▶ _Selected excerpt_
Originally Published MDDI August 2004

14 Min Read
Too Close for Comfort: EMI Meets Medical Electronics

Originally Published MDDI August 2004


The microprocessor revolution and the proliferation of electronics that followed introduced the medical industry to electromagnetic interference.

William D. Kimmel and Daryl D. Gerke

William D. Kimmel, PE, and Daryl D. Gerke, PE, are principals in the EMC consulting firm of Kimmel Gerke Associates Ltd., based in St. Paul, MN, and Phoenix, AZ. They can be reached at 1-888-EMI-GURU or via their Web site, www.emiguru.com.

We were pleased to be invited to present our perspective on electromagnetic interference (EMI) and electromagnetic compatibility (EMC) in medical electronics for MD&DI's 25th anniversary issue. We emphasize that this is our perspective. We have tried to maintain historical accuracy, but we're not infallible and, of course, we only see a part of the picture.

Our relationship with MD&DI extends back to 1994, when we wrote the magazine's first series of medical EMI articles, the impetus being a flurry of EMI activity surrounding medical devices. But the EMI story goes back even farther.

In the Beginning

Electromagnetic interference has long been known to the military. Military personnel were early users of electronic equipment operating in close proximity to radio transceivers. They had to deal with both susceptibility and emissions to and from nearby electronic equipment. 

As electronics proliferated to other disciplines, EMI was walking right alongside. The trouble was that EMI often didn't show up as a problem until the density of interference sources and recipients reached a point where a collision was probable.

The electrocardiograph (ECG) was among the earliest useful medical electronic instruments, having been coupled to an amplifier about 75 years ago. (Earlier, nonelectronic versions date all the way back to 1900—that must have been some design!) The ECG had always been operated in a hospital or a clinic by skilled persons. When interference did occur, there was always someone to recognize the problem and take corrective action. And rarely was the interference life threatening.

The major growth in the electronics industry awaited the invention of the transistor, soon followed by the integrated circuit, a quantum leap over the vacuum tube. By the late 1950s, transistor radios appeared on the consumer market. The earliest beneficiary of transistor technology in the medical world was the pacemaker, which was first implanted in a human in 1960 and was in common use by 1970.

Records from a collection
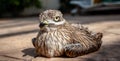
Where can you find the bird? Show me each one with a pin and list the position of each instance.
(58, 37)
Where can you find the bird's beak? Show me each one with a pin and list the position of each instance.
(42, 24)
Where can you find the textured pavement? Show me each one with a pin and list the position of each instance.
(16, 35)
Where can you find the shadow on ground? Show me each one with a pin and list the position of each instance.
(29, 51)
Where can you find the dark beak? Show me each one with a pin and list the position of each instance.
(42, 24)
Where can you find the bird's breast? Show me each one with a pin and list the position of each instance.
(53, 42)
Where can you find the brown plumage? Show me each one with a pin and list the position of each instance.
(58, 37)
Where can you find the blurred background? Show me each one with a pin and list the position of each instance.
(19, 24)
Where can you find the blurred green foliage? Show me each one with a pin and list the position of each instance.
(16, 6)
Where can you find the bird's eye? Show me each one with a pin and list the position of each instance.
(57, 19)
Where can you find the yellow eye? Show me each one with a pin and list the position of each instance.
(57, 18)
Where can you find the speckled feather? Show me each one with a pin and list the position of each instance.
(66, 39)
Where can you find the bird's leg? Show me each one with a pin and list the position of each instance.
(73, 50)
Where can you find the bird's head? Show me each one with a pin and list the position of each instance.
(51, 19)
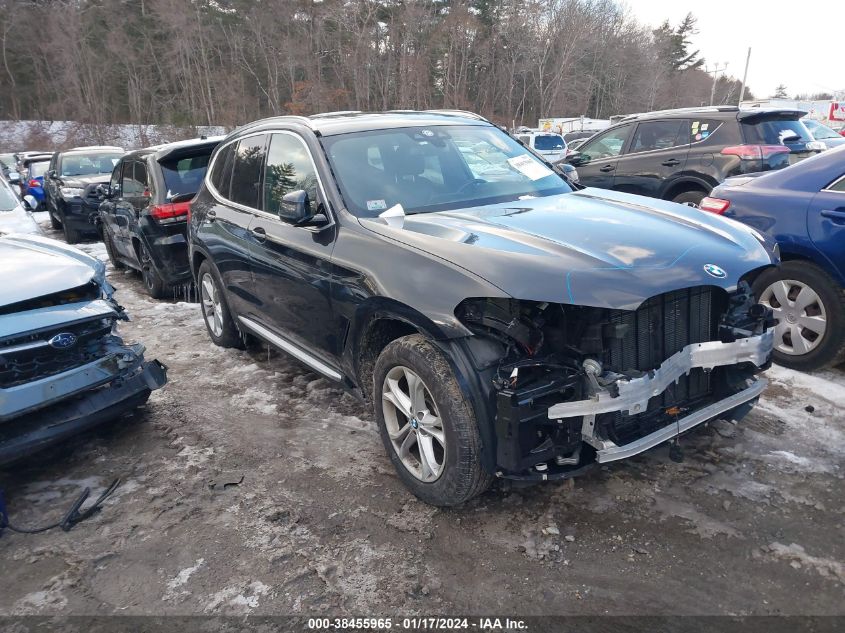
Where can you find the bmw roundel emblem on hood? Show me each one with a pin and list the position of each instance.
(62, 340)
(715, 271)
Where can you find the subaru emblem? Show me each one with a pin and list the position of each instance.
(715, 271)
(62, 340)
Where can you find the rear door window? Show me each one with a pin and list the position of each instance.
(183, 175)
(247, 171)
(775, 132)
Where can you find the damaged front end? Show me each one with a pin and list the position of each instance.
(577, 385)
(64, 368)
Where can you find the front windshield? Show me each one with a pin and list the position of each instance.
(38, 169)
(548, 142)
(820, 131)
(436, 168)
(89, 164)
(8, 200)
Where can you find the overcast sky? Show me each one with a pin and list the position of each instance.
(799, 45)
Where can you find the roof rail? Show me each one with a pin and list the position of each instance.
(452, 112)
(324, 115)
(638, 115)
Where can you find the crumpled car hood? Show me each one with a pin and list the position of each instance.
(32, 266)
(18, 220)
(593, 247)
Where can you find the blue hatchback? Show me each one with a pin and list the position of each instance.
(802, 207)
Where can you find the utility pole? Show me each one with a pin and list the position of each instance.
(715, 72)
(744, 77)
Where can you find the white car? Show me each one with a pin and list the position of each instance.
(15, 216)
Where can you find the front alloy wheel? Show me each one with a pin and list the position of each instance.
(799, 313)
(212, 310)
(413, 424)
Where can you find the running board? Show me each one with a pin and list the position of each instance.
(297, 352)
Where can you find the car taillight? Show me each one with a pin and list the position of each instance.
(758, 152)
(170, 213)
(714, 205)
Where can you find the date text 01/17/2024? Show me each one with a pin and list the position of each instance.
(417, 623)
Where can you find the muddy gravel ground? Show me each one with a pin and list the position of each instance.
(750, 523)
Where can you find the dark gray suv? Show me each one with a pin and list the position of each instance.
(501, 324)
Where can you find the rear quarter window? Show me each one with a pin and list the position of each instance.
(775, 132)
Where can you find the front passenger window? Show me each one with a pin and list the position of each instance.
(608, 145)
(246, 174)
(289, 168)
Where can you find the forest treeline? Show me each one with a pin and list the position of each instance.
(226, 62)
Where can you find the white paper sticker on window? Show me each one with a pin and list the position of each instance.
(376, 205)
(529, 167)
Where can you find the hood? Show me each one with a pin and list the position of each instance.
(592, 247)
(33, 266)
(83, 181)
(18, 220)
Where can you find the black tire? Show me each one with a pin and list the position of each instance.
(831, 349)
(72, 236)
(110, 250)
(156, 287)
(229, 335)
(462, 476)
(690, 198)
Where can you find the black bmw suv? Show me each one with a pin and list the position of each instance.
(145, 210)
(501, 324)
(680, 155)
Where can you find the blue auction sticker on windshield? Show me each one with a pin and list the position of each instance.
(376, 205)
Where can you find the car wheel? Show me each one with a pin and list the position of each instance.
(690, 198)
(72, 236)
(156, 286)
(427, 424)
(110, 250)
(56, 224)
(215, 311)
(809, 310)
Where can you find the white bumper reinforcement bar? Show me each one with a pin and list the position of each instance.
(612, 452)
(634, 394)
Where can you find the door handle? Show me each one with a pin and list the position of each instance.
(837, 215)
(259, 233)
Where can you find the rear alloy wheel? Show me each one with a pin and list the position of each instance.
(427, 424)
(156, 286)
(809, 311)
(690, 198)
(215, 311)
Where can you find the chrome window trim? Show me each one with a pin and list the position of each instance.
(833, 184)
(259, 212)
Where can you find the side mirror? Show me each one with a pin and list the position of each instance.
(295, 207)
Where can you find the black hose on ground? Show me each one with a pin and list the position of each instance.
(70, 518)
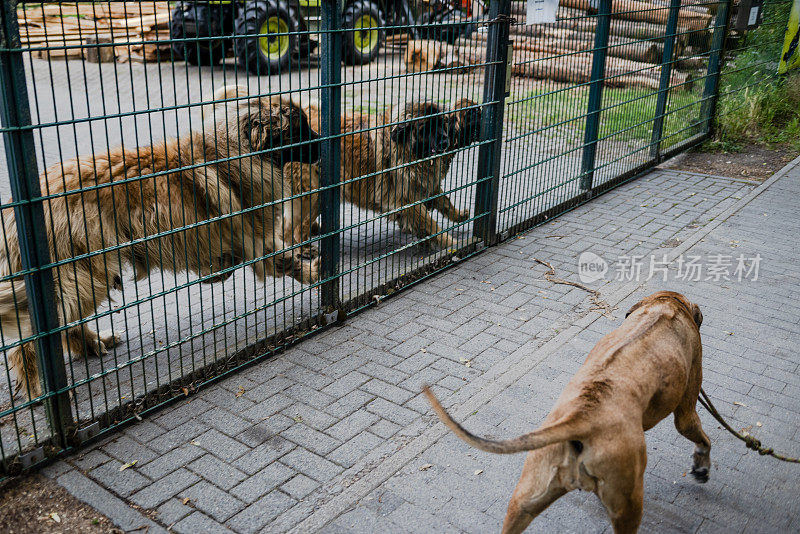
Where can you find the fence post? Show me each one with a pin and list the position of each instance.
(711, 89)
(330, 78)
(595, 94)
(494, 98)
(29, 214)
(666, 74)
--
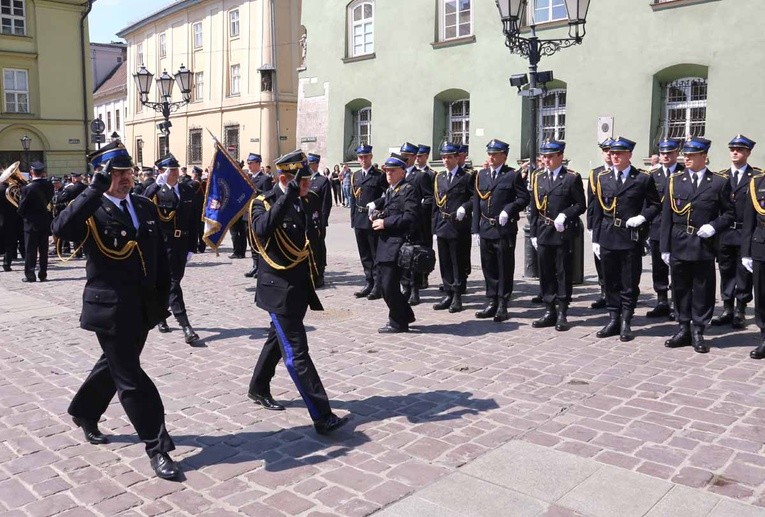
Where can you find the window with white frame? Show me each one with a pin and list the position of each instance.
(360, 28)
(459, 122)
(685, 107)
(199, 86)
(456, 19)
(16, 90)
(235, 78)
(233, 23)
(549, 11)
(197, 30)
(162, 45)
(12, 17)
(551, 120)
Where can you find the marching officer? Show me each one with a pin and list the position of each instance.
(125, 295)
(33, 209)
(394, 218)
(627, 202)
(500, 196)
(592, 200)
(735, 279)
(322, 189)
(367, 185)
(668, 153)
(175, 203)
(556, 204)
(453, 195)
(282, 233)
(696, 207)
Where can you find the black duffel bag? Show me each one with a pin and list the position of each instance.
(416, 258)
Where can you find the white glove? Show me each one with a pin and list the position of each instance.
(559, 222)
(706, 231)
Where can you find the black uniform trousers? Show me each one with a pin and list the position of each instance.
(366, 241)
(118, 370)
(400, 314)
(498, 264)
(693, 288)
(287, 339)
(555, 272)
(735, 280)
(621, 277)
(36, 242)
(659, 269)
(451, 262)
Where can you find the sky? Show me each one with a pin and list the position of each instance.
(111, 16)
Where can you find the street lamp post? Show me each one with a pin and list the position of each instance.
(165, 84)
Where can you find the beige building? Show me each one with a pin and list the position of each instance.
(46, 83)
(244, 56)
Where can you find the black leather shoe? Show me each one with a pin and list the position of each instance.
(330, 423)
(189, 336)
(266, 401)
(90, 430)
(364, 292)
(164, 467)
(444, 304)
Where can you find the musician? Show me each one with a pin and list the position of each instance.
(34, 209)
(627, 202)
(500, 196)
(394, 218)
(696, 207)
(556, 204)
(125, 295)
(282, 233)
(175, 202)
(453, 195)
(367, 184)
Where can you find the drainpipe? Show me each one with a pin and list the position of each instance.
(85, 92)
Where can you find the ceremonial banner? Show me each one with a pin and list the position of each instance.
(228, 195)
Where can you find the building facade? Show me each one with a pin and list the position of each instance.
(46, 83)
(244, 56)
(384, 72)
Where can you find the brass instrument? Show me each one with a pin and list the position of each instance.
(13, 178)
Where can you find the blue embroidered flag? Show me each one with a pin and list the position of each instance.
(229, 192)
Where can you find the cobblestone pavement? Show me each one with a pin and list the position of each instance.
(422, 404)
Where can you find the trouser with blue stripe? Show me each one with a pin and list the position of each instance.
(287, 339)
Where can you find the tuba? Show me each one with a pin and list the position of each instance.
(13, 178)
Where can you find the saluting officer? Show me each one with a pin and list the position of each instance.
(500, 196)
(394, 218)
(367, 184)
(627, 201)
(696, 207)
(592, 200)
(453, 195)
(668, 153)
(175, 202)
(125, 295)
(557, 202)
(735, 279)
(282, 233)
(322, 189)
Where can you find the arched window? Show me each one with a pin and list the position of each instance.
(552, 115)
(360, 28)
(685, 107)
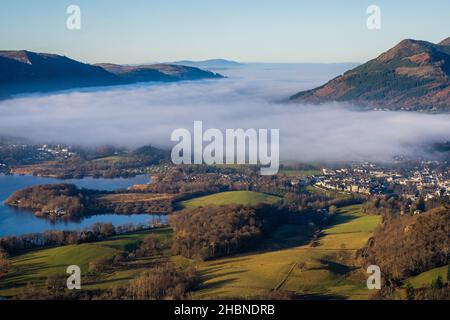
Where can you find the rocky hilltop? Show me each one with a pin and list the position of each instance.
==
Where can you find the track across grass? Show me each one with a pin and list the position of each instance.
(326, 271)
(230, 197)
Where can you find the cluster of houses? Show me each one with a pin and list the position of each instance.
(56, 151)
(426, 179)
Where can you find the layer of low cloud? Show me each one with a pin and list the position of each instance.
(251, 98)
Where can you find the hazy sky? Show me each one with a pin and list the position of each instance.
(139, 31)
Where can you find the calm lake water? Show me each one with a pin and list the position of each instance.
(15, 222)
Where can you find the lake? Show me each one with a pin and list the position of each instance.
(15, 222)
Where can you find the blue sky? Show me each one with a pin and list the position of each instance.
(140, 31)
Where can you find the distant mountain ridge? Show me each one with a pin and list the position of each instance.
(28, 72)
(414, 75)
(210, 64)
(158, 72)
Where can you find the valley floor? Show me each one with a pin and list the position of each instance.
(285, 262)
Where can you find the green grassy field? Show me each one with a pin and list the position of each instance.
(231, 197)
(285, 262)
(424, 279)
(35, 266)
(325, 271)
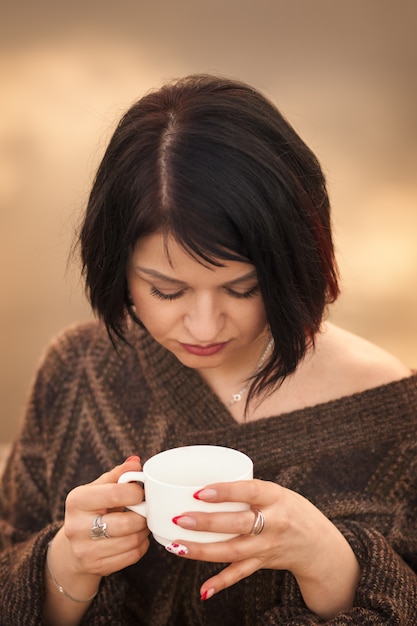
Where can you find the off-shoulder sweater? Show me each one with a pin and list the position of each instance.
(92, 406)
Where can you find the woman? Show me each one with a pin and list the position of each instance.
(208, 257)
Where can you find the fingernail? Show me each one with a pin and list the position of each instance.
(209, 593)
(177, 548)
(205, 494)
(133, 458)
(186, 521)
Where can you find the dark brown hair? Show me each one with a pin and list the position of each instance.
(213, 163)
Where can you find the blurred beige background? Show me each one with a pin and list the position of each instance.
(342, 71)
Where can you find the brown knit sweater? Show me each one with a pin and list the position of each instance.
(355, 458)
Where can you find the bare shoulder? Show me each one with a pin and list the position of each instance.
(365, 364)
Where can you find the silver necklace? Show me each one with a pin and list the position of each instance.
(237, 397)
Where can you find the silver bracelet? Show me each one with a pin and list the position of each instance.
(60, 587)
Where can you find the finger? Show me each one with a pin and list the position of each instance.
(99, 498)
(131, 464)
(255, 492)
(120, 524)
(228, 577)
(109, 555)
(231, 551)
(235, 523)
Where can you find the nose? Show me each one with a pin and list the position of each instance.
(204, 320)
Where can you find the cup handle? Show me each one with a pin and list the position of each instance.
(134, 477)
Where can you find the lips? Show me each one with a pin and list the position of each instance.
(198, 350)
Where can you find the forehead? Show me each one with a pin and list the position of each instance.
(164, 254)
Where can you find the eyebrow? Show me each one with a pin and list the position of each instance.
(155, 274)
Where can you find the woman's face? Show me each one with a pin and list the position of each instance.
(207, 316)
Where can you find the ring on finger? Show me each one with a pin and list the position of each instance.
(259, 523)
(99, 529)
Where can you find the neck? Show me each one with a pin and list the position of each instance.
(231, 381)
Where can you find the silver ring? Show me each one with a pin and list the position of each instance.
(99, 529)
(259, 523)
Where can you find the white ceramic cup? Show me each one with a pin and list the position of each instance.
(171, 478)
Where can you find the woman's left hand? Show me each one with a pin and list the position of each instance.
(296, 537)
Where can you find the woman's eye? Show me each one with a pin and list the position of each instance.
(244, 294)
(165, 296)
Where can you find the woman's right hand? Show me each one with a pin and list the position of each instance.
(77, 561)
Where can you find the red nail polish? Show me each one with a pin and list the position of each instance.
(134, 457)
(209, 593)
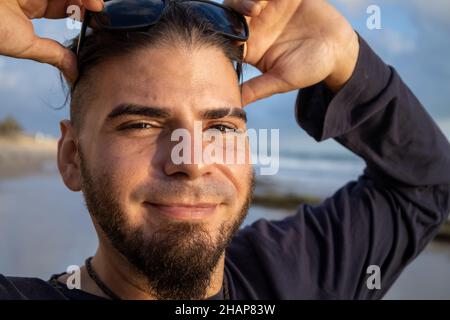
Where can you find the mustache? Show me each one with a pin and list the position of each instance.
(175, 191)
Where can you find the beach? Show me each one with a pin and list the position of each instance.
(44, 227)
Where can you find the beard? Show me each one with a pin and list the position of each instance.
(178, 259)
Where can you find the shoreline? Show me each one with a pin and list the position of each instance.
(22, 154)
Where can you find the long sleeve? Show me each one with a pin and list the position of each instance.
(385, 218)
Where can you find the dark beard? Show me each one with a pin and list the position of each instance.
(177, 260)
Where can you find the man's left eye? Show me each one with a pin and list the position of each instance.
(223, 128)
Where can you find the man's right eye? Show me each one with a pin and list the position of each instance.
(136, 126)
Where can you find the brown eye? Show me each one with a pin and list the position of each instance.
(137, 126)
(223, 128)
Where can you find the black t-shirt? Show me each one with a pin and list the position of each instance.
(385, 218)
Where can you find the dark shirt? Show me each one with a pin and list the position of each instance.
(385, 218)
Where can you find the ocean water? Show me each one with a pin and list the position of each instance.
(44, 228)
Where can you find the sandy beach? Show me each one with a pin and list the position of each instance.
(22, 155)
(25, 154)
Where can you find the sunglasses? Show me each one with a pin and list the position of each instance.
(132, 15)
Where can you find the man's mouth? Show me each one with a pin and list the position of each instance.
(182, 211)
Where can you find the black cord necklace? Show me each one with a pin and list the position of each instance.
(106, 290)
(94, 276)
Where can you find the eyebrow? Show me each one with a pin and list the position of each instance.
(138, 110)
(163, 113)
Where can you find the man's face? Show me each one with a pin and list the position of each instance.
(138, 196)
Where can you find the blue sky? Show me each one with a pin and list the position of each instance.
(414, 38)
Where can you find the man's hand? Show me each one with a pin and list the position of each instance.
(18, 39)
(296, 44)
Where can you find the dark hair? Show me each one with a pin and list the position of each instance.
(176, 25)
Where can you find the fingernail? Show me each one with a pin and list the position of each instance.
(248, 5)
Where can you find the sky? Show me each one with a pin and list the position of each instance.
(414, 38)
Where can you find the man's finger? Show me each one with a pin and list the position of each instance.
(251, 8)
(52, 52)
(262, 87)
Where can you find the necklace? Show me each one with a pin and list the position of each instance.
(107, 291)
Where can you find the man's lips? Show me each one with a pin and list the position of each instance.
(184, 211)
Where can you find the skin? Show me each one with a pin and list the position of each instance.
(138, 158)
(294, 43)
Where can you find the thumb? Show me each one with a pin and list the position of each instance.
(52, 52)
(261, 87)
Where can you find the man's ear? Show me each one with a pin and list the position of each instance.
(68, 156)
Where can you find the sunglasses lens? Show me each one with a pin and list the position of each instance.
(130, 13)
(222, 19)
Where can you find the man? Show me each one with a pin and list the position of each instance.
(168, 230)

▶ _Description of the task_
Quote the stretch of the article on EMI and medical electronics from "14 Min Read" through "of the picture.", word for word.

▶ _Result_
14 Min Read
Too Close for Comfort: EMI Meets Medical Electronics

Originally Published MDDI August 2004


The microprocessor revolution and the proliferation of electronics that followed introduced the medical industry to electromagnetic interference.

William D. Kimmel and Daryl D. Gerke

William D. Kimmel, PE, and Daryl D. Gerke, PE, are principals in the EMC consulting firm of Kimmel Gerke Associates Ltd., based in St. Paul, MN, and Phoenix, AZ. They can be reached at 1-888-EMI-GURU or via their Web site, www.emiguru.com.

We were pleased to be invited to present our perspective on electromagnetic interference (EMI) and electromagnetic compatibility (EMC) in medical electronics for MD&DI's 25th anniversary issue. We emphasize that this is our perspective. We have tried to maintain historical accuracy, but we're not infallible and, of course, we only see a part of the picture.